— Begin Selected text —

3 Cuda

Download as pdf or txt
Download as pdf or txt
You are on page 1of 5

A3 – CUDA

Reference: Hwu, Programming Massively Parallel Processors, 2e/3e.


Deadline: January, 31, 2018.

These assignment questions are courtesy the GPU Accelerated Computing kit by UIUC and NVIDIA. Dataset generators
and the template CUDA code may have errors. The image processing programs in this assignment use image read/write
code from libwb (https://github.com/abduld/libwb). Do understand what’s happening under the hood to extract the max
out of this assignment.

GPU Server: Student logins have been created on the K40 GPU Server. SSH to the server. In case of any questions,
contact Pramod (p.yelmewad@gmail.com). 35 student accounts have been created – one per team.
ssh <loginname>@10.100.12.123
Login: student01 to student35. Password is the same as the login.

Q1. Write the device query code, compile and run it on your system. Query enough information to know all the details of
your device. Example queries: GPU card's name, GPU computation capabilities, Maximum number of block dimensions,
Maximum number of grid dimensions, Maximum size of GPU memory, Amount of constant and share memory, Warp
size, etc. Answer the following questions in your report.

— End Selected text —

**To be done:** Rewrite the CUDA handout between "Deadline: January, 31, 2018." and "as the login.", inclusive, swapping "assignment" for "lab" throughout.

— Begin Source data —

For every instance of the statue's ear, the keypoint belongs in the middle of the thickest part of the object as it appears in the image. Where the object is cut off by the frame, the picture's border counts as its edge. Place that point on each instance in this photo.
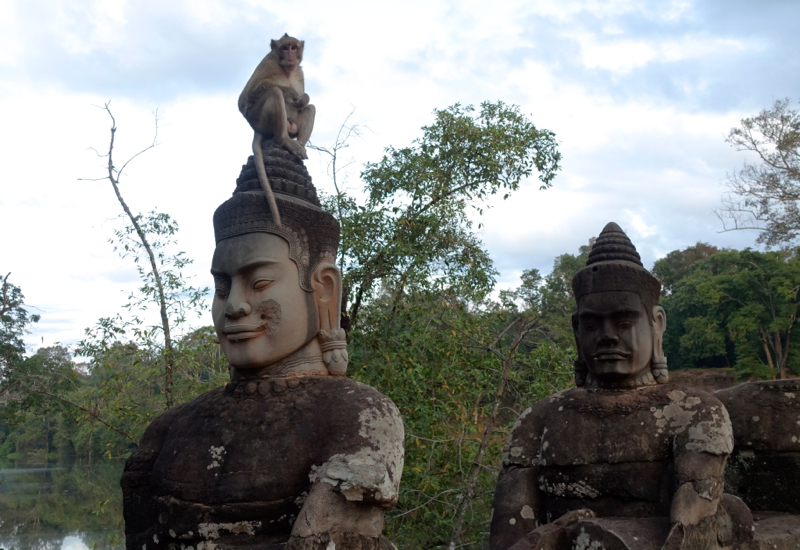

— End Source data —

**The reply:**
Deadline: January, 31, 2018.

These lab questions are courtesy the GPU Accelerated Computing kit by UIUC and NVIDIA. Dataset generators
and the template CUDA code may have errors. The image processing programs in this lab use image read/write
code from libwb (https://github.com/abduld/libwb). Do understand what’s happening under the hood to extract the max
out of this lab.

GPU Server: Student logins have been created on the K40 GPU Server. SSH to the server. In case of any questions,
contact Pramod (p.yelmewad@gmail.com). 35 student accounts have been created – one per team.
ssh <loginname>@10.100.12.123
Login: student01 to student35. Password is the same as the login.